## Extracted material:
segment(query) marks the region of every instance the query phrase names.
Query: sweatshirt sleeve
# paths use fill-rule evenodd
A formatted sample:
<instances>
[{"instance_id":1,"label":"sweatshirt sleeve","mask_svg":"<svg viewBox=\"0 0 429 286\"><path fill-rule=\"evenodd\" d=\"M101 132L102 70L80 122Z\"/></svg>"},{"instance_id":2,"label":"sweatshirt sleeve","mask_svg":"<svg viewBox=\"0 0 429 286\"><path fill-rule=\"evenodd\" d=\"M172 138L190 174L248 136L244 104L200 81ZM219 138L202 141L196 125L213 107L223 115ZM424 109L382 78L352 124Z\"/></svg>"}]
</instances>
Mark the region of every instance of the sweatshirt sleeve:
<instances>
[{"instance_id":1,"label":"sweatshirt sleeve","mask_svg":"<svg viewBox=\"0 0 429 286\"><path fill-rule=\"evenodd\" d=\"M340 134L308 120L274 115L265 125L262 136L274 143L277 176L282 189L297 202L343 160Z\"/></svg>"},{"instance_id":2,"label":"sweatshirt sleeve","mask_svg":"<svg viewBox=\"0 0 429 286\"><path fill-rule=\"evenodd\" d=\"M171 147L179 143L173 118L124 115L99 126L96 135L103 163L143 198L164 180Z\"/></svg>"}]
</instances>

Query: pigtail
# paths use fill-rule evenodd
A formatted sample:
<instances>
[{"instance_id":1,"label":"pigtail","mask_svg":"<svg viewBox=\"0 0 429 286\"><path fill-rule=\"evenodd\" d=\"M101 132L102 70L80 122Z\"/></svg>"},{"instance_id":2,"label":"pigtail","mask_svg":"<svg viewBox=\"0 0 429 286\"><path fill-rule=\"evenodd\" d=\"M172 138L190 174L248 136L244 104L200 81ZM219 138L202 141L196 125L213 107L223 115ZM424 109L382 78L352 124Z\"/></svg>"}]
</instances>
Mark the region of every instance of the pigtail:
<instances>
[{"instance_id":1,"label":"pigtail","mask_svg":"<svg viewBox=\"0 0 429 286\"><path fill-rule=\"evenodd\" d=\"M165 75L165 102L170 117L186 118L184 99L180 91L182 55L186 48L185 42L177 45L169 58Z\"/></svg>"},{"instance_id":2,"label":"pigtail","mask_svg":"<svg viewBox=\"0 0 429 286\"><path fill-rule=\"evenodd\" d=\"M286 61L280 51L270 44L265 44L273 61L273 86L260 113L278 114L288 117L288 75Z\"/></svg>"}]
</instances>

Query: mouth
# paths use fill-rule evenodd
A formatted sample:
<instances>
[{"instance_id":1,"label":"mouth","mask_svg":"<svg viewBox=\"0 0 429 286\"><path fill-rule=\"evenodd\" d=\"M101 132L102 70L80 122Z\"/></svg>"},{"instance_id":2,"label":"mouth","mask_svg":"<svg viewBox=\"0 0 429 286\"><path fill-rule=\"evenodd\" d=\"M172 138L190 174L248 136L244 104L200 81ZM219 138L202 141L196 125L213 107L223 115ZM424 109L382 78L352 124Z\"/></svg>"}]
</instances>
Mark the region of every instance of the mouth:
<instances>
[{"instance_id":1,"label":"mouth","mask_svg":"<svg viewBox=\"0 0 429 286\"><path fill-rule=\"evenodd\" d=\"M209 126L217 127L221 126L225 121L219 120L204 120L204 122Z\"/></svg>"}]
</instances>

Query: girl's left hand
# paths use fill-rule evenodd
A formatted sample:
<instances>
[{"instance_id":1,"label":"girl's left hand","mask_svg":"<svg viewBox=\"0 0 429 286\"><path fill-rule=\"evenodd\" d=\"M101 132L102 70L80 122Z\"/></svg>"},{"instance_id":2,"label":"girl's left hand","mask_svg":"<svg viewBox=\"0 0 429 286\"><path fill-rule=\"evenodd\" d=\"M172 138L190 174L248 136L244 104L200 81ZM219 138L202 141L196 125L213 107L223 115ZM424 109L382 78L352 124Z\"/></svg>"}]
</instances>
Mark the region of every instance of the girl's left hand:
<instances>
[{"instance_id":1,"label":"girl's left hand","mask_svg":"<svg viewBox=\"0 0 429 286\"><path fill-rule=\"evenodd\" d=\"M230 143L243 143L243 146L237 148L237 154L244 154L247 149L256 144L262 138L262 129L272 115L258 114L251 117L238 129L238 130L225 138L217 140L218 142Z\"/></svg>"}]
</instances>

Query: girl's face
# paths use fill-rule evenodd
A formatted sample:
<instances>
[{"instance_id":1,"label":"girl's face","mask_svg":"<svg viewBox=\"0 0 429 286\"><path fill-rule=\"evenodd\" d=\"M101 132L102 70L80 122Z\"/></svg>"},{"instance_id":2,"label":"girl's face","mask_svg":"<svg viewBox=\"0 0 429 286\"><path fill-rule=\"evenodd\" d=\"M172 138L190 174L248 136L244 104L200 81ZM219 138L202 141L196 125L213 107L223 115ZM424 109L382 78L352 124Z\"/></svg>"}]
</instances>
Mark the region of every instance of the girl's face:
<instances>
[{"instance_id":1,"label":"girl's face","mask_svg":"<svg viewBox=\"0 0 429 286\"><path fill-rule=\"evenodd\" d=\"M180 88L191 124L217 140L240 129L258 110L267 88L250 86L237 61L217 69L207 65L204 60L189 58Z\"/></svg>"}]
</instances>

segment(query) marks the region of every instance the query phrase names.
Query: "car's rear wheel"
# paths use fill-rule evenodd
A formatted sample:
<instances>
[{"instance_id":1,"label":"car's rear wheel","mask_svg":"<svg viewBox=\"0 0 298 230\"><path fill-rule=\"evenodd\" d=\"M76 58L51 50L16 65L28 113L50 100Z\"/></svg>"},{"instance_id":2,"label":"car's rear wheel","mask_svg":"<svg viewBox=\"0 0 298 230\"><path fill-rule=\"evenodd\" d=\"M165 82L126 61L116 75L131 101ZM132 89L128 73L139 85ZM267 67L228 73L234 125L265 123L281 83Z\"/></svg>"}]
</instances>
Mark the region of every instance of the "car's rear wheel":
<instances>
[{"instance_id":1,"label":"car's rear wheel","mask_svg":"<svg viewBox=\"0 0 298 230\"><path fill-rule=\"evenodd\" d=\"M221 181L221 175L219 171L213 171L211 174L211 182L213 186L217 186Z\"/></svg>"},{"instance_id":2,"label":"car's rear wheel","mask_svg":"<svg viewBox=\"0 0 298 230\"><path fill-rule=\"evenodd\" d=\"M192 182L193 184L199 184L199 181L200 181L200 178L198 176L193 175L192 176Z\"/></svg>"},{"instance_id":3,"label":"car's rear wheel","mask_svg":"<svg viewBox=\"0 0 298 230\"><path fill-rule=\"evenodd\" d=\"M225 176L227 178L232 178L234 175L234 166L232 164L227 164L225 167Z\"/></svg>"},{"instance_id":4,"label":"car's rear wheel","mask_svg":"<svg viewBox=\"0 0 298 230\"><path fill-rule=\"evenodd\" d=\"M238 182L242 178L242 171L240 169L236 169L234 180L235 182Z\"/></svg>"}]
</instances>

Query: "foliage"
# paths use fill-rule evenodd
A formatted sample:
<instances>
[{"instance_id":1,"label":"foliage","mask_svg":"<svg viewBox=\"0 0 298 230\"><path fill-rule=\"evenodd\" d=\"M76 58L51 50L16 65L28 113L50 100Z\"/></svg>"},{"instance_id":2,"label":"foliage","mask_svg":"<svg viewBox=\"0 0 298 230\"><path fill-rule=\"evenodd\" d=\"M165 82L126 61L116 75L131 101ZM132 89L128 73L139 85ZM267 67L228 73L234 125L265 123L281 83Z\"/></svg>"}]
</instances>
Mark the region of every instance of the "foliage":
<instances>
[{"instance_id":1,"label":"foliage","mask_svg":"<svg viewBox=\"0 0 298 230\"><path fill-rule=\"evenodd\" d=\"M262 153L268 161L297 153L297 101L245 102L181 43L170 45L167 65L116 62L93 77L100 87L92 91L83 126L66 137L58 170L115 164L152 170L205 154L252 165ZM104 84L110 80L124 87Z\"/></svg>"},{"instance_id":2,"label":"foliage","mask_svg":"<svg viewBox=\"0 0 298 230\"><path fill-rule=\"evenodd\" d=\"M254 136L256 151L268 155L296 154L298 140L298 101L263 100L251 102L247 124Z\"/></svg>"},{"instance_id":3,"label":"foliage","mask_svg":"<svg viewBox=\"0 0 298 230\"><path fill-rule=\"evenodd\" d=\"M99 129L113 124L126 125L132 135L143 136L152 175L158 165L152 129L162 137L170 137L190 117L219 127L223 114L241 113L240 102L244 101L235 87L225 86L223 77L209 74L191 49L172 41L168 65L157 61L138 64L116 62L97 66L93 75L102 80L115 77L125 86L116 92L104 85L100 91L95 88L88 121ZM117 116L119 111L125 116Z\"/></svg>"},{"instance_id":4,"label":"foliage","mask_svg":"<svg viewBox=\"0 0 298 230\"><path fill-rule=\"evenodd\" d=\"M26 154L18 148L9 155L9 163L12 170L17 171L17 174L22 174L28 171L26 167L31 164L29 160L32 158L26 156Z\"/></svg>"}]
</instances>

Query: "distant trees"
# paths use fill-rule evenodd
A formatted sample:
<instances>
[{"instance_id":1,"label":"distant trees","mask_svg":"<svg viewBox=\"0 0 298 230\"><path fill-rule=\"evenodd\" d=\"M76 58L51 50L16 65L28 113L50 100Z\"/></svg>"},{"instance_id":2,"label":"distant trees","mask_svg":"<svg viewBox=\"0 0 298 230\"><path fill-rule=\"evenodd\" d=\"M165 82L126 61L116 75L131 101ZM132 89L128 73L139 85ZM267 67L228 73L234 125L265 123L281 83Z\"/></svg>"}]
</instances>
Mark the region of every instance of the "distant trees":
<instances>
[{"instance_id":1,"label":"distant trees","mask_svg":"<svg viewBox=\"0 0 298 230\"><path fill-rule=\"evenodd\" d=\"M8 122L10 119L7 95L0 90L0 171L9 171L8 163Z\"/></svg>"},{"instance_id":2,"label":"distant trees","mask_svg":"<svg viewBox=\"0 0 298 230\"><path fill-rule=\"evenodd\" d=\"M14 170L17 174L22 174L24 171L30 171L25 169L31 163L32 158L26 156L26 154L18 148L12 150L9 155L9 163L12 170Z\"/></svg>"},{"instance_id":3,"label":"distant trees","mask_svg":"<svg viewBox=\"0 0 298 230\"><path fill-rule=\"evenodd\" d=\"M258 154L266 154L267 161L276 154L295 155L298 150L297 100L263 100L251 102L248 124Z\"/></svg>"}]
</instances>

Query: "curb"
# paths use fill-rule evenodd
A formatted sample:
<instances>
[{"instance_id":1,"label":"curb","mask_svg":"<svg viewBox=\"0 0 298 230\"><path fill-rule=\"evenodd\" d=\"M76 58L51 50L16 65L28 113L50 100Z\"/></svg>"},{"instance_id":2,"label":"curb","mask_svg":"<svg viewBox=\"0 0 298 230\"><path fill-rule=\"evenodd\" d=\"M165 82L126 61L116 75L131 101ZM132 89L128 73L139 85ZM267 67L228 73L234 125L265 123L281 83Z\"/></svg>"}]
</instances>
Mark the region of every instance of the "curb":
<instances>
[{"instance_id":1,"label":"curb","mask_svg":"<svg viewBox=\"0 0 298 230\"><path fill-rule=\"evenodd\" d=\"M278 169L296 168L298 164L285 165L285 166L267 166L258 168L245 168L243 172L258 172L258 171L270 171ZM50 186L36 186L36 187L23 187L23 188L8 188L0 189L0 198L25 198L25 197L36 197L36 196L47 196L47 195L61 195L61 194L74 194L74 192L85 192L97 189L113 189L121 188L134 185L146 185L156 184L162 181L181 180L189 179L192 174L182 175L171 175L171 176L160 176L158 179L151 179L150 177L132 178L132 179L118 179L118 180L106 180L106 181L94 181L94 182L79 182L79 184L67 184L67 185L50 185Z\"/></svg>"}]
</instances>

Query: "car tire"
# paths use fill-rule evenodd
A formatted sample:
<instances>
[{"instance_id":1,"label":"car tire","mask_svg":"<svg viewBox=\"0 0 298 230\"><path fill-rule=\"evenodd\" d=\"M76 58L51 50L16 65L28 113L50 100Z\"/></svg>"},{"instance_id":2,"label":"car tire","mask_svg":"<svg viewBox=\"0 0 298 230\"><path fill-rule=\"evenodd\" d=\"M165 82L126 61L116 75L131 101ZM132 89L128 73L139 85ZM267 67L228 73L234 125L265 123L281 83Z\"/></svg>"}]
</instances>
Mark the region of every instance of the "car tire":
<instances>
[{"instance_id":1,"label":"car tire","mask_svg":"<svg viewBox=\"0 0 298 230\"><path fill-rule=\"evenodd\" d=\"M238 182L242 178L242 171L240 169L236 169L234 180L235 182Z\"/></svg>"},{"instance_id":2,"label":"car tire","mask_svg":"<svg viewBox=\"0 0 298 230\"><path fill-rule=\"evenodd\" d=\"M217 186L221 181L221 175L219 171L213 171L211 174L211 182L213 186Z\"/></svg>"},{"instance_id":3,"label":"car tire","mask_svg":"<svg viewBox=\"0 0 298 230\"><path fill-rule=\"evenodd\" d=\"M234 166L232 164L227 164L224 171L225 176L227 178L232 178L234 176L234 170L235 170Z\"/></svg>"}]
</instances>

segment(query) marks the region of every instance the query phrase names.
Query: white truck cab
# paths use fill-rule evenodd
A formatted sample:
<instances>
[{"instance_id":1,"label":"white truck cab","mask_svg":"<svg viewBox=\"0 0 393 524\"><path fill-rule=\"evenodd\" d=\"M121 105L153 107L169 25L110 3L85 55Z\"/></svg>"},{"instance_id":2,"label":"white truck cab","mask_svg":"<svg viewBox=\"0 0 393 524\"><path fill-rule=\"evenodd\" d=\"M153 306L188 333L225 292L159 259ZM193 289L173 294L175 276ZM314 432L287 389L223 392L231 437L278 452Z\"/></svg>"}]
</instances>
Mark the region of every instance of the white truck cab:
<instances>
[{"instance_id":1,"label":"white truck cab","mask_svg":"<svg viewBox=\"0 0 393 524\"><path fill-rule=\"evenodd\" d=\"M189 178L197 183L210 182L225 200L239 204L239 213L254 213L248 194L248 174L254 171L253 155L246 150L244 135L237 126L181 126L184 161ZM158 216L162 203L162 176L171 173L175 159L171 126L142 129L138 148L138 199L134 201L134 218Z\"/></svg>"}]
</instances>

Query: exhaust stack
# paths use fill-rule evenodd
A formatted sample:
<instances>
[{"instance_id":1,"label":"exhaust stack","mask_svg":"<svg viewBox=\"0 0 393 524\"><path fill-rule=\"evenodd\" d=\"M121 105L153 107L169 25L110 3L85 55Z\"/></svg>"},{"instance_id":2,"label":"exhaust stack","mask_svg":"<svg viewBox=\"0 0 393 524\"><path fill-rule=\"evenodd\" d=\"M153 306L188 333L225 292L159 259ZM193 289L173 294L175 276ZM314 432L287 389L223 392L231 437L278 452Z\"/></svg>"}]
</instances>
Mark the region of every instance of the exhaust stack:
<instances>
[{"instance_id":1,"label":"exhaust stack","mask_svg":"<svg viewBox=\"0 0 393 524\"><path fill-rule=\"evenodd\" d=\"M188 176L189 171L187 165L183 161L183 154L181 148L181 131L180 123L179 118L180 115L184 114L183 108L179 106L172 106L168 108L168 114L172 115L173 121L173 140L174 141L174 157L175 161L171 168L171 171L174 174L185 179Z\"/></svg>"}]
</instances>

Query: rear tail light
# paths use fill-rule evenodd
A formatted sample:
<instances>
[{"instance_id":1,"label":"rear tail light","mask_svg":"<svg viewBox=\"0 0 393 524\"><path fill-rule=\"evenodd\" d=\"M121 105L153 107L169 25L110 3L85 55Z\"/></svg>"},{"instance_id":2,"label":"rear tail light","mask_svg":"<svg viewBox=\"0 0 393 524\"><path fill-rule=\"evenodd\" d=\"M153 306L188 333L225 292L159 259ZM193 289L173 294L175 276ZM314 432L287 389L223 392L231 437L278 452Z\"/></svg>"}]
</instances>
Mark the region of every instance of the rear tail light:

## Short exercise:
Your task is to output exactly the lines running from the one with "Query: exhaust stack" through the final line of the material above, with both ends included.

## Exercise result:
Query: exhaust stack
# paths use fill-rule evenodd
A formatted sample:
<instances>
[{"instance_id":1,"label":"exhaust stack","mask_svg":"<svg viewBox=\"0 0 393 524\"><path fill-rule=\"evenodd\" d=\"M121 105L153 107L169 25L110 3L85 55Z\"/></svg>"},{"instance_id":2,"label":"exhaust stack","mask_svg":"<svg viewBox=\"0 0 393 524\"><path fill-rule=\"evenodd\" d=\"M153 306L188 333L225 292L159 259ZM193 289L173 294L175 276ZM314 432L287 389L223 392L231 437L278 452Z\"/></svg>"}]
</instances>
Mark the region of every instance of the exhaust stack:
<instances>
[{"instance_id":1,"label":"exhaust stack","mask_svg":"<svg viewBox=\"0 0 393 524\"><path fill-rule=\"evenodd\" d=\"M188 176L189 171L187 165L183 161L183 154L181 148L181 131L180 123L179 118L180 115L184 114L183 108L179 106L172 106L168 108L168 114L172 115L173 121L173 140L174 141L174 157L175 161L171 168L171 171L174 174L185 179Z\"/></svg>"}]
</instances>

Query: rear tail light
# paths use fill-rule evenodd
A formatted sample:
<instances>
[{"instance_id":1,"label":"rear tail light","mask_svg":"<svg viewBox=\"0 0 393 524\"><path fill-rule=\"evenodd\" d=\"M121 105L153 107L169 25L110 3L85 55Z\"/></svg>"},{"instance_id":2,"label":"rear tail light","mask_svg":"<svg viewBox=\"0 0 393 524\"><path fill-rule=\"evenodd\" d=\"M153 306L188 333L225 292L159 259ZM193 289L173 294L175 276ZM314 432L287 389L223 392L231 437L278 452Z\"/></svg>"}]
</instances>
Mark the region of every instance of the rear tail light:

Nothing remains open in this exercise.